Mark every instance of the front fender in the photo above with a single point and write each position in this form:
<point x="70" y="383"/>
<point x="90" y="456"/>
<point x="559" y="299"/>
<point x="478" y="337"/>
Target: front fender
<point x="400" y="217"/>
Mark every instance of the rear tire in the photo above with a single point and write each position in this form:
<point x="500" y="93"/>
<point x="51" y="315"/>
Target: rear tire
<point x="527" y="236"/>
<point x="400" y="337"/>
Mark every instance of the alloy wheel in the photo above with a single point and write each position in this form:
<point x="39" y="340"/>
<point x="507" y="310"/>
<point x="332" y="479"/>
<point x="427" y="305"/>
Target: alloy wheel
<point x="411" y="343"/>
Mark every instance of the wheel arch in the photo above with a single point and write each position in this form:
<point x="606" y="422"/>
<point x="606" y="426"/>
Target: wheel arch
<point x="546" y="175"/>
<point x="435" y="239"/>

> **Assignment**
The answer must be an exact transcription of every record above.

> **Response below**
Mark every instance of the front fender in the photo above with a single point and write each position in this form:
<point x="70" y="383"/>
<point x="90" y="456"/>
<point x="559" y="299"/>
<point x="478" y="337"/>
Target: front fender
<point x="400" y="217"/>
Mark every instance of the rear tire in the photo above with a single point and write each position in this form:
<point x="500" y="93"/>
<point x="51" y="315"/>
Target: rear tire
<point x="527" y="236"/>
<point x="400" y="337"/>
Mark every instance of the alloy wheel in the photo above with a single point and write each position in this form:
<point x="39" y="340"/>
<point x="507" y="310"/>
<point x="332" y="479"/>
<point x="427" y="305"/>
Target: alloy wheel
<point x="411" y="343"/>
Mark every instance of the wheel arch in the photo above with a single point and write each position in this form:
<point x="606" y="422"/>
<point x="606" y="426"/>
Target: wheel arch
<point x="546" y="175"/>
<point x="435" y="239"/>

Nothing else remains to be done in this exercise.